:: AUSGEWÄHLTER TEXT ::
Bei der Annahme von eCash muß neben der Echtheit der digitalen Münzen überprüft werden, ob diese nicht bereits verbraucht sind, das heißt in konventionelles Geld zurückgetauscht wurden. Diese Überprüfung erfordert eine Online-Abfrage bei der ausgebenden Bank. Die Deutsche Bank hat ihren lange angekündigten Pilotversuch im Oktober 1997 gestartet und auf der diesjährigen CeBIT groß herausgestellt. Wegen der für den kommerziellen Einsatz erforderlichen Genehmigung durch die deutsche Bundesbank legte man dabei besonders Wert auf die Ähnlichkeit zu einer softwarebasierten Geldkarte.
Eine Interpretation von eCash als eigenständige Währung und eine damit verbundene Ablehnung durch die deutsche Bundesbank wird zwar von vielen Beobachtern für wahrscheinlich gehalten, wäre aber doch befremdlich, da die Auswirkungen des Erwerbs und des Ausgebens von eCash sich in nichts vom Aufladen und Bezahlen mit der Geldkarte unterscheiden. Der wahre Grund für die kritische Beurteilung von eCash durch die Behörden dürfte vielmehr in der hundertprozentigen Anonymität liegen.
:::
:: AUFLISTUNG ::
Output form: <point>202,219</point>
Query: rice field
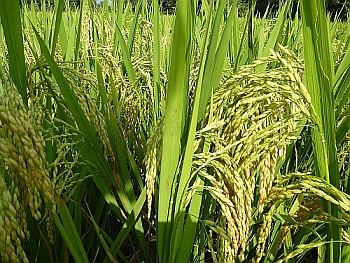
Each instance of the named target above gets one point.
<point>207,135</point>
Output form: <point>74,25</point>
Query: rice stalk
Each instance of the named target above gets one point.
<point>258,116</point>
<point>25,181</point>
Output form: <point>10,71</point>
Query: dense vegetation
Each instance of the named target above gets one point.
<point>131,135</point>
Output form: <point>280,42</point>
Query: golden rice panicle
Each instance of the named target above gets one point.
<point>259,113</point>
<point>13,226</point>
<point>23,161</point>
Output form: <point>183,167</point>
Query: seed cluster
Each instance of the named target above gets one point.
<point>258,110</point>
<point>24,177</point>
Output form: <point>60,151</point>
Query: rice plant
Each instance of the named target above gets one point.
<point>207,135</point>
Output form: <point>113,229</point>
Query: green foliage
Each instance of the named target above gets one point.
<point>207,135</point>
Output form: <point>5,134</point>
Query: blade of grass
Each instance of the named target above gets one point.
<point>175,110</point>
<point>319,75</point>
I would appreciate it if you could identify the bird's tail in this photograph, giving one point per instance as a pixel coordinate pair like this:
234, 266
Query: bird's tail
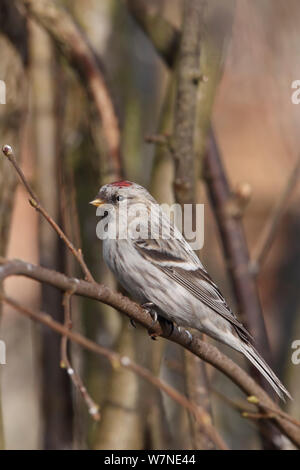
250, 352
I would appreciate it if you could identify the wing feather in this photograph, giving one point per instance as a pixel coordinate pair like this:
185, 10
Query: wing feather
197, 281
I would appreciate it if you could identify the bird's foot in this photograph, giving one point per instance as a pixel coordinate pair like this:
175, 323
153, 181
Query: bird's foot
150, 307
189, 335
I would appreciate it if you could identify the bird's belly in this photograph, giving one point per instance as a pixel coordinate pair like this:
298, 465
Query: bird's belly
147, 283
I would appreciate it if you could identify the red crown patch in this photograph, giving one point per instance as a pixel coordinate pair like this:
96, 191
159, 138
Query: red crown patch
121, 184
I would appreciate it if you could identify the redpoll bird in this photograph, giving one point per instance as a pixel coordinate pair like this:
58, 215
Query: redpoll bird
166, 272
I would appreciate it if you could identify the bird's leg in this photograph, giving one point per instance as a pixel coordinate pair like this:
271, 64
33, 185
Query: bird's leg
150, 307
189, 335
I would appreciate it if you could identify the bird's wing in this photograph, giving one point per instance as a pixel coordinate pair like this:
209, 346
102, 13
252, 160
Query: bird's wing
191, 275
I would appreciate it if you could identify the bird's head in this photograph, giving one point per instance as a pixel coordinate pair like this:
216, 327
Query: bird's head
114, 194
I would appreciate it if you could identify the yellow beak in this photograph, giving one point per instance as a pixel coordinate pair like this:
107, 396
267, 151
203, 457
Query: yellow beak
97, 202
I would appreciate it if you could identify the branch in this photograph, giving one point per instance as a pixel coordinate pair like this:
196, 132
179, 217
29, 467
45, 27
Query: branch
203, 350
184, 178
231, 229
79, 53
66, 364
117, 361
268, 234
235, 248
34, 201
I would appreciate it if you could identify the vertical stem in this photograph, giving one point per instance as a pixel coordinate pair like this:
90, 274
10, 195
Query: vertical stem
184, 182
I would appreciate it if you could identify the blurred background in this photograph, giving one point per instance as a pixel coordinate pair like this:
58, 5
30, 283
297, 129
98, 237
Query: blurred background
250, 57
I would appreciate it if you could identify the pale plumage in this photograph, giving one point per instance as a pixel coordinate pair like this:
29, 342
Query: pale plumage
168, 273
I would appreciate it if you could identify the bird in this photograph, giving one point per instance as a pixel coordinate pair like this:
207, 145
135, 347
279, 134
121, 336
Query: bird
164, 273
:::
> **ZU ERLEDIGEN**:
1 > Wann startete die Deutsche Bank laut dem Text über eCash ihren Pilotversuch?
2 > Schreibe den Text über eCash im Anschluss an seinen letzten Satz weiter.

> **ANTWORTEN**:
1 > Im Oktober 1997.

2 >
Im Zuge der fortschreitenden Verdrängung des Bargelds nähern wir uns einer allumfassenden Überwachung des Geldverkehrs unter dem Deckmantel der Kriminalitätsbekämpfung. Zwei fellos eignet sich eCash genau wie Bargeld zum Reinwaschen ,schmutzigen Geldes", also illegaler Einnahmen etwa aus dem Drogenhandel. Es wird versucht dieses zu unterbinden.
Vor dem ersten eCash-Einsatz muß man sich als Kunde bei der ausgebenden Bank schriftlich anmelden. Der Erwerb von eCash-Münzen im Wert von bis zu 400 DM erfolgt per Überweisung auf ein Pool-Konto (siehe Abbildung 4). Von hier aus können die digitalen Münzen online auf den eigenen PC transferiert werden. Es handelt sich also um ein tokenbasiertes System. Die Verwaltung des eCash-Guthabens erfolgt mittels einer Wallet-Anwendung.

Anonymität Authentizität Integrität Micropayment Bequemlichkeit
ja nein ja ja ja
Tabelle 8

3.2.4 EC-Karte oder Geldkarte

Die von den Sparkassen maßgeblich geförderte deutsche Geldkarte mit ihrer Eignung für Kaufbeträge von zehn Pfennigen bis 400 DM nimmt im Spektrum der Internet-Zahlungssysteme eine Zwischenstellung ein. Durch standardmäßige Ausrüstung aller neu ausgegebenen eurocheque-Karten wurden mittlerweile bereits 40 Millionen Geldkarten in Umlauf gebracht.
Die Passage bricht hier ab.